## What you need to do
A - Using the profile of Iryna Ethell, answer each question:
(i) About how many males does Fragile X syndrome affect?
(ii) In what city were the early-2009 clinical studies of minocycline conducted?
(iii) What position does Dr. Michael Tranfaglia hold?
B - List every honor or distinction named in the profile of Iryna Ethell, with its year or years.

## Source passage

──────────

Professor of Biomedical Sciences
Iryna Ethell
Promising Brain Developments
Autism spectrum disorder (ASD) affects an estimated one in 100 children with a range of communication, social and behavioral impairments. People with Fragile X syndrome, the most common inherited form of mental retardation, are at high risk for ASD. Professor Ethell’s research on the development of brain cells is contributing new information on how the brain works in health and disease, and has led to an effective treatment for Fragile X syndrome.

Areas of Expertise

Select Honors and Distinctions

  • FRAXA Foundation Awards (2007, 2008, 2009)
  • FRAXA Breakthrough Award (2008)
  • UC Regents Faculty Development Award (2002)


Q: What is Fragile X syndrome and how is it treated?
Fragile X syndrome is the most common inherited cause of mental impairment and autism. Fragile X affects approximately one in 3600 males and one in 6000 females. Children, mostly boys, with Fragile X Syndrome show neurodevelopmental and neuropsychiatric disabilities, which include visual-spatial memory and attention deficits, developmental delay and hyperactivity. Some patients with Fragile X also develop childhood seizures and show abnormal electroencephalographic (EEG) activity. Fragile X is caused by gene abnormalities (FMR1 gene) leading to its silencing, with an absence of the corresponding protein (FMR protein). Effective therapies for Fragile X syndrome are few and far between, so highly effective therapeutic strategies that might work in these patients are well received. Human subjects with other autistic spectrum disorders may also benefit from therapeutic strategies found for Fragile X.

Q: Your discovery that the readily available drug minocycline can be used to treat Fragile X syndrome has been described as the most important scientific breakthrough in the Fragile X field in years. Is the drug in clinical trials for this application?
Our findings prompted several clinical trials testing the effects of minocycline in humans. In clinical studies conducted in Toronto, Canada in early 2009, significant functional benefits of minocycline treatment in human subjects with Fragile X (ages 13-32) were found on a range of behaviors. Language-related behaviors, such as expressive language skills and social communications, were also improved following minocycline treatment in a clinical study that was conducted at UC Davis. Another controlled clinical trial is ongoing at UC Davis to test minocycline against placebo treatments. It’s really exciting to see clinical applications like this of our research!

Q: Who are the most influential public voices in your field and what are they saying?
“There is currently no cure for Fragile X, although appropriate education and medications can help maximize the potential of each child. However, most boys and many girls remain significantly affected throughout their lives. The cost to society for treatment, special education and lost income is staggering. The need for research aimed at treatment is urgent.”
—Dr. Michael Tranfaglia, Chief Scientific Officer of FRAXA Foundation.

──────────

## Data to examine
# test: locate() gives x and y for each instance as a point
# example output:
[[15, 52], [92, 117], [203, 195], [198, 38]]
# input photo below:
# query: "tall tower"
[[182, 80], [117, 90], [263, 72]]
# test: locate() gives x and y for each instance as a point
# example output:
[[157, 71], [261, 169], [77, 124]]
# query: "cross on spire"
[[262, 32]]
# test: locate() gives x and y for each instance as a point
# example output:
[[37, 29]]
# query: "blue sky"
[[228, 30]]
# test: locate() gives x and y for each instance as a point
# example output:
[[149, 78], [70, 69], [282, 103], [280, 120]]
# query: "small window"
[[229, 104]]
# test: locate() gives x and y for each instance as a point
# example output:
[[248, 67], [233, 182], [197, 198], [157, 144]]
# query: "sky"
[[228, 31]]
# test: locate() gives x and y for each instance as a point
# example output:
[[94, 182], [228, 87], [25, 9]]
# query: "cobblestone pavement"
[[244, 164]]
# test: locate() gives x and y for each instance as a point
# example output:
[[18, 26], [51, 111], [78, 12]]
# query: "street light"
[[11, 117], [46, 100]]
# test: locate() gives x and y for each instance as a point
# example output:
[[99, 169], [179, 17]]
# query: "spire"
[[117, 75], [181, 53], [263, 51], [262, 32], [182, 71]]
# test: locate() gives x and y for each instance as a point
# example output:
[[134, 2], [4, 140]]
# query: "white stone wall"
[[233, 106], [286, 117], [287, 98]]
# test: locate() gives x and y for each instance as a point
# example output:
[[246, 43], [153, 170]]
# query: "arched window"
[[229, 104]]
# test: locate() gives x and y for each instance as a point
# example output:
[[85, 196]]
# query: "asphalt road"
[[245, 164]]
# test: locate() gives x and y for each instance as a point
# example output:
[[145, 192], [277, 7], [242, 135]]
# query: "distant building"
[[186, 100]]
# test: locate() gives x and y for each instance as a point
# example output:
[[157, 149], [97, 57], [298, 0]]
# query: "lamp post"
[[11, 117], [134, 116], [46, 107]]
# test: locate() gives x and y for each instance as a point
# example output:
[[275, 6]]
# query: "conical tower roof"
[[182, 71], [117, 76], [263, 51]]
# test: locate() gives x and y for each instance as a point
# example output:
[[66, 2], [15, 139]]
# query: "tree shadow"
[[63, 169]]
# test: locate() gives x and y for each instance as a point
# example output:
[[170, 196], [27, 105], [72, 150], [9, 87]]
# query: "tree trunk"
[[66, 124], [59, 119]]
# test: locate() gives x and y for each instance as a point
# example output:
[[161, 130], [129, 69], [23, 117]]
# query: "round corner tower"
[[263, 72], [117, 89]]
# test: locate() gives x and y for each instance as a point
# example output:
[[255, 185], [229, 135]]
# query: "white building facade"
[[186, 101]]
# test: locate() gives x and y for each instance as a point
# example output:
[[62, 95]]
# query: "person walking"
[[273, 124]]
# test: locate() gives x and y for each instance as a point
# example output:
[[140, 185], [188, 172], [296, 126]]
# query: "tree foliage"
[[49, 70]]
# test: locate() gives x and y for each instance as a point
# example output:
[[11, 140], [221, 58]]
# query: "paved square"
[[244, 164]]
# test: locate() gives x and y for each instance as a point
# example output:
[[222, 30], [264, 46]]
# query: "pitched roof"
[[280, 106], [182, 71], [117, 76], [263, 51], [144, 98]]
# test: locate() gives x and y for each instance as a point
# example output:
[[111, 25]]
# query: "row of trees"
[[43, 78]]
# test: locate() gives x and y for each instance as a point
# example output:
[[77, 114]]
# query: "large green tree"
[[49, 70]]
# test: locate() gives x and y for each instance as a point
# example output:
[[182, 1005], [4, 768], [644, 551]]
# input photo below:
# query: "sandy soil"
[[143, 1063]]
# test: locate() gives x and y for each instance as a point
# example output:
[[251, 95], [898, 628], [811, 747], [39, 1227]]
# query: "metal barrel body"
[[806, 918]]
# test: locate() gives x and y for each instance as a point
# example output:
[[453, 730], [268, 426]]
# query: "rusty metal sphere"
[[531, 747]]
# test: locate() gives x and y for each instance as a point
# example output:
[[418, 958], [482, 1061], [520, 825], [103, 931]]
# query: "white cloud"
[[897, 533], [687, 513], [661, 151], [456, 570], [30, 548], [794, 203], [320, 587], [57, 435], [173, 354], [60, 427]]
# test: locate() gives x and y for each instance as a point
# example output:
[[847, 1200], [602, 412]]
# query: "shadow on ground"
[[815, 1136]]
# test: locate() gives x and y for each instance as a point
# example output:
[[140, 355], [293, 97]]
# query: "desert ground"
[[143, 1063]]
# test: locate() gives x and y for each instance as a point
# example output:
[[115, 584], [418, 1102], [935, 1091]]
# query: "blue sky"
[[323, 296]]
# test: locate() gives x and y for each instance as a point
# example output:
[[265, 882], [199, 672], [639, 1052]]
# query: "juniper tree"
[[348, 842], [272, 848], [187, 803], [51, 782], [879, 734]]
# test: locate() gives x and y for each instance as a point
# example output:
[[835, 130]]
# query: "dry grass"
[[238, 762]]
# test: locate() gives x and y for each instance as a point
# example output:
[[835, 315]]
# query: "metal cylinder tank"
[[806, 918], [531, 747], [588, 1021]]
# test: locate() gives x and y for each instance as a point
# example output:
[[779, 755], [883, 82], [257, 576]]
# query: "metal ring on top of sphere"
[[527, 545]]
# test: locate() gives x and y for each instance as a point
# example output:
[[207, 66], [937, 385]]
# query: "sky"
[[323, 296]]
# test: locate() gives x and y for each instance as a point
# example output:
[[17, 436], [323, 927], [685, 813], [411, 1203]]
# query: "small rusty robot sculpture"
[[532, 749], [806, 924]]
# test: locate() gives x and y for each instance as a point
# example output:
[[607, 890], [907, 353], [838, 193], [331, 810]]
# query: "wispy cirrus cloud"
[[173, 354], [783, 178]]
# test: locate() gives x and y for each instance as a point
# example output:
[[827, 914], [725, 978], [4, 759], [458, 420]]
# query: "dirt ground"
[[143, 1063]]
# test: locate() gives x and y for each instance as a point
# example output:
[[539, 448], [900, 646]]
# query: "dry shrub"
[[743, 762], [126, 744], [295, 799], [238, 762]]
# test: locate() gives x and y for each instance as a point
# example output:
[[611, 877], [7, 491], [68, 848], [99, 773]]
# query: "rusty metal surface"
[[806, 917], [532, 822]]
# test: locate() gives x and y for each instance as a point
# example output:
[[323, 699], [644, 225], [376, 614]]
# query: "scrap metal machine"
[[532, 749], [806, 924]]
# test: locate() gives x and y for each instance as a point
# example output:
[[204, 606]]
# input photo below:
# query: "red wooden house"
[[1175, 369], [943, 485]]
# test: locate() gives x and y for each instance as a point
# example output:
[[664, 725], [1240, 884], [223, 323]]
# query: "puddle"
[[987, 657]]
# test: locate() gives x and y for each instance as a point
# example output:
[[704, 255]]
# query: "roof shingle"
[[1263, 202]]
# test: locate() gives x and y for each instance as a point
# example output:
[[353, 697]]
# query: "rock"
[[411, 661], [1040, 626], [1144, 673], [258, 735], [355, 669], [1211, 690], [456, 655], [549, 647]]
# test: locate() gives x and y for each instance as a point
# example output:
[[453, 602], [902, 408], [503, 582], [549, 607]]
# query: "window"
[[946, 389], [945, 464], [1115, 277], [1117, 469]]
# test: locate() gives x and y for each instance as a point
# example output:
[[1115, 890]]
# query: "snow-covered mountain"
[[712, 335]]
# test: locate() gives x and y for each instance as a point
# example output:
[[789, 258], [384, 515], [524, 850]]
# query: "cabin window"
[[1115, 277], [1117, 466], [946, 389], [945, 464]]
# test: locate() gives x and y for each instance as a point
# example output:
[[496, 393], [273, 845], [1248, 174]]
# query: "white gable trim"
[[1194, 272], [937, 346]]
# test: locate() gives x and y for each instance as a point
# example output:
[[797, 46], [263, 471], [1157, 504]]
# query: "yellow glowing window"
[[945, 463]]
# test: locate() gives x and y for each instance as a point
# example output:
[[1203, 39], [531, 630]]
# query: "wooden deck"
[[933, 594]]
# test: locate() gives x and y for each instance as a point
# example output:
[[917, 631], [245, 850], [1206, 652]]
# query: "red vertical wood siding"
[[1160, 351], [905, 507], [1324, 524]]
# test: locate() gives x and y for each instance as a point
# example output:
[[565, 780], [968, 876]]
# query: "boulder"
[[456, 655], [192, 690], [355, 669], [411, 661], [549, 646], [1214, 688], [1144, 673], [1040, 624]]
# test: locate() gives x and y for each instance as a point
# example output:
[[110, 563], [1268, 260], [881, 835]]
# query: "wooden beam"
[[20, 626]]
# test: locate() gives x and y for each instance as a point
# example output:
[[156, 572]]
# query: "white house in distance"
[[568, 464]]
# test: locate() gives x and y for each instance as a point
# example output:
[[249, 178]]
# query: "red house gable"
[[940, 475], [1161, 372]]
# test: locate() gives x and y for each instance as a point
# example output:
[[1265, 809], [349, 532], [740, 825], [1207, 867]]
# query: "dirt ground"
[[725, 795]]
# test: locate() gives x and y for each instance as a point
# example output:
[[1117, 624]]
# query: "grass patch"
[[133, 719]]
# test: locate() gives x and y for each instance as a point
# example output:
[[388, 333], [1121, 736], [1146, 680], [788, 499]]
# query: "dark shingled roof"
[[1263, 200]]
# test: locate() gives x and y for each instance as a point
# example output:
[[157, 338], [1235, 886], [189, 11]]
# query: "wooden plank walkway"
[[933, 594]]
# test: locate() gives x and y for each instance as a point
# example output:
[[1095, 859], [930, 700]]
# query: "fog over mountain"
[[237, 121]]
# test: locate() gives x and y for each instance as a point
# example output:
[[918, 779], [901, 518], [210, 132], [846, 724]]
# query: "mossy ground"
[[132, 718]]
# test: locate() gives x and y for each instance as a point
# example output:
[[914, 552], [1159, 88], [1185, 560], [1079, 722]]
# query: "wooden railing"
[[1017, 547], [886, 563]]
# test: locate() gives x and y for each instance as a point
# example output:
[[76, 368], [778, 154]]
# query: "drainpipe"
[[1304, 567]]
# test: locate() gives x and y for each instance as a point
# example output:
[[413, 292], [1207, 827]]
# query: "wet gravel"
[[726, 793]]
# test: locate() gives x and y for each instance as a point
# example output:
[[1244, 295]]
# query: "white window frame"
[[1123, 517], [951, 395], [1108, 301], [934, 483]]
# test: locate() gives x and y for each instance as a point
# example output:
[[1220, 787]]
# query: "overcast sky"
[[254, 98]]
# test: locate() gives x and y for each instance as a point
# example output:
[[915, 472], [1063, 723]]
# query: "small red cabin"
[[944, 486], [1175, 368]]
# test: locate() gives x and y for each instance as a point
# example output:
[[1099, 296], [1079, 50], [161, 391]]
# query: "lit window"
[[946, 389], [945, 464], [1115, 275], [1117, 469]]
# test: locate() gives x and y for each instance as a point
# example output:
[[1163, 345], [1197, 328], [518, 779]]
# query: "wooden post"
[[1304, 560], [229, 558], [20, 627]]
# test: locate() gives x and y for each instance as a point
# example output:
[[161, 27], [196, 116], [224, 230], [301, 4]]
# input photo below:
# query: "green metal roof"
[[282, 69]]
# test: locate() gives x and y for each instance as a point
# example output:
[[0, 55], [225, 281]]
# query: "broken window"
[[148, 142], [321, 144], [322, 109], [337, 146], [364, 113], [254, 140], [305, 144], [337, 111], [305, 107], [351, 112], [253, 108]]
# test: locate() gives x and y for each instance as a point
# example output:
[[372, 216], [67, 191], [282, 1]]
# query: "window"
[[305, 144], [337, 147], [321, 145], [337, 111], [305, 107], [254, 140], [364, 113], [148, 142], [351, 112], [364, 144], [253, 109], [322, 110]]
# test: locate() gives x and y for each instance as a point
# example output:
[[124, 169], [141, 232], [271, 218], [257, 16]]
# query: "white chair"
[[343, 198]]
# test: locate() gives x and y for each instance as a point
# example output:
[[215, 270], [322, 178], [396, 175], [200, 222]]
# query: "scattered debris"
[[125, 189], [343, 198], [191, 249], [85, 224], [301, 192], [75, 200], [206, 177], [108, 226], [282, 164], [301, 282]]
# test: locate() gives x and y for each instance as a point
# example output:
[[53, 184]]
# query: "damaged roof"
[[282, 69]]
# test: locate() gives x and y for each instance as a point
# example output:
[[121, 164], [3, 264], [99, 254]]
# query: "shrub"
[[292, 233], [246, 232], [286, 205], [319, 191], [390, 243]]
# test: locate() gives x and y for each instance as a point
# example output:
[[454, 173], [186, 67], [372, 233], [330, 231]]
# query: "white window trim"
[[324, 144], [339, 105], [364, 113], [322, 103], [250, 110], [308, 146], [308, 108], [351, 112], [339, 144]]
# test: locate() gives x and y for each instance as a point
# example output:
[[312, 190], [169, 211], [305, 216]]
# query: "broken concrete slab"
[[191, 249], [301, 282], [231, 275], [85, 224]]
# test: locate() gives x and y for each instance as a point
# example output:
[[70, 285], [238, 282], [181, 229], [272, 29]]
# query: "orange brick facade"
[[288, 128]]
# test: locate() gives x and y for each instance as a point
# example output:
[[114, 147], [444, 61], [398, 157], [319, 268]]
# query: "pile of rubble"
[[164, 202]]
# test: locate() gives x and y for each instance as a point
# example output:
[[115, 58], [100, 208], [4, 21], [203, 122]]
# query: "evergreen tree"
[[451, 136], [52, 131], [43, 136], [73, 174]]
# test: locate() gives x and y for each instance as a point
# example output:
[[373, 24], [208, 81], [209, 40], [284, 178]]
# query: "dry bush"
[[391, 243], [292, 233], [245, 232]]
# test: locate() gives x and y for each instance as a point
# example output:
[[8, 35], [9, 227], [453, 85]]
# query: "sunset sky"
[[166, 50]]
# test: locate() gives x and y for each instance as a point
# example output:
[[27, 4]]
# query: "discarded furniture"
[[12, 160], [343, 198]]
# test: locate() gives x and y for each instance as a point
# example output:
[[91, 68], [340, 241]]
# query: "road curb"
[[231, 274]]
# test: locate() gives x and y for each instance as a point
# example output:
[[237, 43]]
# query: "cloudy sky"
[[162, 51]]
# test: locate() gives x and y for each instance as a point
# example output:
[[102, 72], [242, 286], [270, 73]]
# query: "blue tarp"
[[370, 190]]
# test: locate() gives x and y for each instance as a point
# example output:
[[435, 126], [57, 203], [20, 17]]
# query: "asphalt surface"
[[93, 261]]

──────────

## Solutions below
A -
(i) Approximately one in 3600 males.
(ii) Toronto, Canada.
(iii) Chief Scientific Officer of FRAXA Foundation.

B -
- FRAXA Foundation Awards (2007, 2008, 2009)
- FRAXA Breakthrough Award (2008)
- UC Regents Faculty Development Award (2002)